## INPUT
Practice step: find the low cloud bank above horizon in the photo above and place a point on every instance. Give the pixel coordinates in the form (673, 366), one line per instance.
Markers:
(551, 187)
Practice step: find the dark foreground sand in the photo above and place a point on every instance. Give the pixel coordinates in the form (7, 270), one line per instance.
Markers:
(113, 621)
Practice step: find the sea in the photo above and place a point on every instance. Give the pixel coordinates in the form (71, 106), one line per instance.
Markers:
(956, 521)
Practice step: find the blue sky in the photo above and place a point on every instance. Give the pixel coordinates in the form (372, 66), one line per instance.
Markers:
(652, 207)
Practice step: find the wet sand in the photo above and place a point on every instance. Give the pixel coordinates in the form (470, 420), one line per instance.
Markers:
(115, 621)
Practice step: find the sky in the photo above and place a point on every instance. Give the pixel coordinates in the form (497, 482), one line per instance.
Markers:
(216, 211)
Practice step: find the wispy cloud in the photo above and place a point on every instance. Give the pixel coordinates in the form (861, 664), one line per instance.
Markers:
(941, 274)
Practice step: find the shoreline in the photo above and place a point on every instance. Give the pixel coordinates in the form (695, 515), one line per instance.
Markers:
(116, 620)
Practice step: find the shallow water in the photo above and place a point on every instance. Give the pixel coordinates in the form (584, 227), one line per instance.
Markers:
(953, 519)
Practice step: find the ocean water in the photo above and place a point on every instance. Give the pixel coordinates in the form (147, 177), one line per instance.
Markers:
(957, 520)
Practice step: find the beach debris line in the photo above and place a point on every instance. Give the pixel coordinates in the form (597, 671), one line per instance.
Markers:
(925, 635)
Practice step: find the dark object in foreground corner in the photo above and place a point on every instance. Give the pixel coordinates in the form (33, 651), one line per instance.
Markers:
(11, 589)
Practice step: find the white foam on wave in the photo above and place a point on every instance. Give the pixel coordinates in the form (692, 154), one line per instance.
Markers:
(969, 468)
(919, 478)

## SHORT EXERCISE
Copy all of the material above, line for line, without changing a single character.

## ANSWER TO THIS TASK
Practice step: find the low cloud bank above horizon in the photo above and place a point on every instance. Give the pixel coordinates in the form (673, 366), one line per instance.
Markers:
(551, 187)
Practice step: find the dark foreground sand in the photo above and place a point on every instance. Give the pixel coordinates in the form (7, 270), one line per instance.
Markers:
(113, 621)
Practice step: find the sea in the photo above and place a point on every instance. Give the pixel coordinates in the form (71, 106), one line per instance.
Markers:
(956, 521)
Practice step: find the blue sky in the photo above and place a point on every instance. Give the pixel coordinates in the form (372, 66), one line per instance.
Markers:
(652, 207)
Practice step: find the wet sand in the photo above and place a point on every instance. Give the pixel coordinates in the form (470, 420), one line per instance.
Markers:
(115, 621)
Practice step: find the sky in the photo above and place a point on every instance. Give the pixel coordinates in the form (497, 482), one line per instance.
Markers:
(216, 211)
Practice step: find the wispy cloud in the photo above and place a point on every instance. Give the pixel coordinates in the form (861, 664), one line per instance.
Markers:
(941, 274)
Practice step: find the shoreline in the photo above and place a point on every instance. Give the pixel coordinates in the form (695, 515), one line per instance.
Markers:
(116, 620)
Practice step: find the shallow water in the photo above and place a point on every instance. Give the pixel coordinates in the form (584, 227), one line per instance.
Markers:
(953, 519)
Practice step: find the ocean water in the photo above and place a point on every instance. Give the pixel coordinates in the form (147, 177), one line per instance.
Markers:
(957, 520)
Practice step: find the beach debris line in the photo above and place a point on every instance. Give the pixel coordinates in the form (597, 671), one line per instance.
Markers:
(925, 635)
Practice step: find the dark object in foreground corner in the photo above and place a point on every instance. Give the pixel coordinates in the form (33, 651), one line per instance.
Markers:
(11, 589)
Practice step: find the white foam on wave in the photo above and place a point on every instance. Give the pixel coordinates in the form (692, 154), one line per instance.
Markers:
(969, 468)
(919, 478)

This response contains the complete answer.